Problem A =
Which people does the passage on the founding of the Concord Daily Monitor name? List all of them.

Text passage =
One hundred fifty years ago today, on May 23, 1864, daily journalism arrived in Concord.

Under the front-page headline “Concord Daily Monitor” the newspaper’s proprietors wrote: “The undersigned, feeling that our State Capital demands and ought to sustain a Daily Paper, propose to supply that want by the issue of an Evening Journal with the above name.”

The proprietors were P. Brainard Cogswell and George H. Sturtevant, printers well known in the city. Nine months earlier Cogswell had gone with the governor’s son on a mission of mercy to collect the sick and bury the dead of the 16th New Hampshire Volunteers. Sturtevant’s younger brother Edward, a printer and later Concord’s night constable before the war, had been the state’s first volunteer. He was killed at Fredericksburg in 1862.

For their new Concord Daily Monitor, Cogswell and Sturtevant promised to produce a first edition before 2:30 p.m. each day to make the trains headed north and south. This paper would include “all the intelligence” available from the Boston morning papers. Home subscribers would receive a second edition printed at 5. At a cost of $5 a year, it would be cheaper and earlier than the Boston evening papers.

Stored entries =

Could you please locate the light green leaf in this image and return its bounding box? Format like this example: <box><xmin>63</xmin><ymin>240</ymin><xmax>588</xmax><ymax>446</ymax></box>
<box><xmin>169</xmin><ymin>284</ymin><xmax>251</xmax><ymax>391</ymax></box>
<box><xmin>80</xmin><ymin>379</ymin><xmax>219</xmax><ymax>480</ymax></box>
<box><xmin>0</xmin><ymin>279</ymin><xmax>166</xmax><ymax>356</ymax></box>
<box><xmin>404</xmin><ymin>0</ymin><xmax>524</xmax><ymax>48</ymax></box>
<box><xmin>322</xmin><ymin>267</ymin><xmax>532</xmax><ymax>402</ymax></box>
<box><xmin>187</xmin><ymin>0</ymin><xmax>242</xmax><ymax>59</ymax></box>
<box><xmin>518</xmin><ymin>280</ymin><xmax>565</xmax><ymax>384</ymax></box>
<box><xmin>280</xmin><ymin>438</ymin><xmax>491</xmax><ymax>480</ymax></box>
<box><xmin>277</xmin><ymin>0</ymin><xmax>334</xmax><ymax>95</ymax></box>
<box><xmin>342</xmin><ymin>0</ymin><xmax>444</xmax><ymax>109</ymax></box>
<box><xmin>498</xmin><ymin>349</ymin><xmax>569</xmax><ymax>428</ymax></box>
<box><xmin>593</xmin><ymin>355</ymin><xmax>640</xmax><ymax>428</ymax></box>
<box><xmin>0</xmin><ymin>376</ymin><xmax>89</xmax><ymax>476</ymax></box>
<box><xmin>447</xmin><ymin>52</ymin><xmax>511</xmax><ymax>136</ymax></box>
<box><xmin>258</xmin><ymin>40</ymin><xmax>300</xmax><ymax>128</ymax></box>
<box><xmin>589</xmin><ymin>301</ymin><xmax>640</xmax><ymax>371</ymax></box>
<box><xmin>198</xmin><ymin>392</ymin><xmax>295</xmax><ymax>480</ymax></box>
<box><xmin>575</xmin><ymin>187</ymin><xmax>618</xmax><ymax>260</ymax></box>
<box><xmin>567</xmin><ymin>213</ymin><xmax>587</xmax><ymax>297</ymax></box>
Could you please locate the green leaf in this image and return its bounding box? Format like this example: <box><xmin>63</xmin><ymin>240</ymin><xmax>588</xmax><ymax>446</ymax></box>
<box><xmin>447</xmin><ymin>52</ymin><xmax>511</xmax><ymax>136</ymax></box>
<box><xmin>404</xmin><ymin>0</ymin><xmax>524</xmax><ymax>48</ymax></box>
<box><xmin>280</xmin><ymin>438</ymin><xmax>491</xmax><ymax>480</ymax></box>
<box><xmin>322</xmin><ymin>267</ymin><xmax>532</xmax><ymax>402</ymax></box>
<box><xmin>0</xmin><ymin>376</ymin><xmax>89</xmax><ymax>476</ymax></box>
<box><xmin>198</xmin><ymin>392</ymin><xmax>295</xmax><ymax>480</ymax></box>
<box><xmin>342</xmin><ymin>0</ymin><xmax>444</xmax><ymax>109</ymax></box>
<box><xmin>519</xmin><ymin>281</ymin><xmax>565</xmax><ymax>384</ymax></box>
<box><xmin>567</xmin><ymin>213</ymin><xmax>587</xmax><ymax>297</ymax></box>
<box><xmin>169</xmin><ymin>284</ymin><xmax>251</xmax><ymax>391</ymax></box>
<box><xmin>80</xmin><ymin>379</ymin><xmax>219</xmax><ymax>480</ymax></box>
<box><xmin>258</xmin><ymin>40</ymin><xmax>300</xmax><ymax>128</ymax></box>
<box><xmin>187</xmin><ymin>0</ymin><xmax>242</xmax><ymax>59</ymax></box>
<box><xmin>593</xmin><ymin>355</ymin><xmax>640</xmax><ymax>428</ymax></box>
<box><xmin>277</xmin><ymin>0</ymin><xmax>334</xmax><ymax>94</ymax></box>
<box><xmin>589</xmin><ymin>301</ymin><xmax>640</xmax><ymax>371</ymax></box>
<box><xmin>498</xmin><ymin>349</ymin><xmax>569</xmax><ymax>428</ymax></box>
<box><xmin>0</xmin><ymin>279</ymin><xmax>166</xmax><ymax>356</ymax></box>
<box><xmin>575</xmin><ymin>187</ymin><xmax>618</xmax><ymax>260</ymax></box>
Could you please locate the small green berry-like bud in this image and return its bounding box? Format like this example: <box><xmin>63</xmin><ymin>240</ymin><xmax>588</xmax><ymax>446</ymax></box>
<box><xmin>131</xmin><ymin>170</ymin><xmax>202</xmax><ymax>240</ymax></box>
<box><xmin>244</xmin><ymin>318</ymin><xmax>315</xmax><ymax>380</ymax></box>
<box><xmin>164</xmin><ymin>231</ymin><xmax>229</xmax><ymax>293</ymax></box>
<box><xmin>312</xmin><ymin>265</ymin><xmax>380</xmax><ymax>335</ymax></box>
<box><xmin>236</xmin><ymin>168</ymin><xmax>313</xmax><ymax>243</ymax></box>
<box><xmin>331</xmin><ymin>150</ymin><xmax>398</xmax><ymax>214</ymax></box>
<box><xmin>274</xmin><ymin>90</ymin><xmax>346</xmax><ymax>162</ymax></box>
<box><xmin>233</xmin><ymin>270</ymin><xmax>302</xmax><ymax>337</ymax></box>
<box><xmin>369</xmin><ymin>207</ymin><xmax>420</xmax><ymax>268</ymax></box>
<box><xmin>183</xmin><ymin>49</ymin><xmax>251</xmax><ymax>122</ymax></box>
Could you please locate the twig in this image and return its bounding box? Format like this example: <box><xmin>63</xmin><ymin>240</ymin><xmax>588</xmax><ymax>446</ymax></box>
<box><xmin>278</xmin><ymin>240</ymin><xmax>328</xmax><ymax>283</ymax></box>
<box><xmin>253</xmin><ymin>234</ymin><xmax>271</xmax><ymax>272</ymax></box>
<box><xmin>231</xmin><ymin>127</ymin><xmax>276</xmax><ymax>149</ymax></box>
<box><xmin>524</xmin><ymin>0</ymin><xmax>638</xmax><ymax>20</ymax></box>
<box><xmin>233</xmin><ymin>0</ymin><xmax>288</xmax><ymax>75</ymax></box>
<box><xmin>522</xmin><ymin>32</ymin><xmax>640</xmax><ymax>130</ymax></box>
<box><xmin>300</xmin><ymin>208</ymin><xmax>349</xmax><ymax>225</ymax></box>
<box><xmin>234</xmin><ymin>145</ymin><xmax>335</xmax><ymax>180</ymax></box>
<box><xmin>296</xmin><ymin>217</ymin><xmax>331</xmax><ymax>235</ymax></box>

Problem B =
Can you copy, character for character, the stretch of the listing running from the line that contains "Could you please locate the twig" through the end of the listing?

Written answer A =
P. Brainard Cogswell; George H. Sturtevant; Edward, Sturtevant's younger brother

Written answer B =
Could you please locate the twig in this image and return its bounding box? Format like this example: <box><xmin>63</xmin><ymin>240</ymin><xmax>588</xmax><ymax>446</ymax></box>
<box><xmin>278</xmin><ymin>240</ymin><xmax>328</xmax><ymax>283</ymax></box>
<box><xmin>253</xmin><ymin>234</ymin><xmax>271</xmax><ymax>272</ymax></box>
<box><xmin>231</xmin><ymin>127</ymin><xmax>276</xmax><ymax>149</ymax></box>
<box><xmin>524</xmin><ymin>0</ymin><xmax>638</xmax><ymax>20</ymax></box>
<box><xmin>233</xmin><ymin>0</ymin><xmax>288</xmax><ymax>75</ymax></box>
<box><xmin>522</xmin><ymin>32</ymin><xmax>640</xmax><ymax>130</ymax></box>
<box><xmin>300</xmin><ymin>208</ymin><xmax>349</xmax><ymax>225</ymax></box>
<box><xmin>234</xmin><ymin>145</ymin><xmax>335</xmax><ymax>180</ymax></box>
<box><xmin>296</xmin><ymin>217</ymin><xmax>331</xmax><ymax>235</ymax></box>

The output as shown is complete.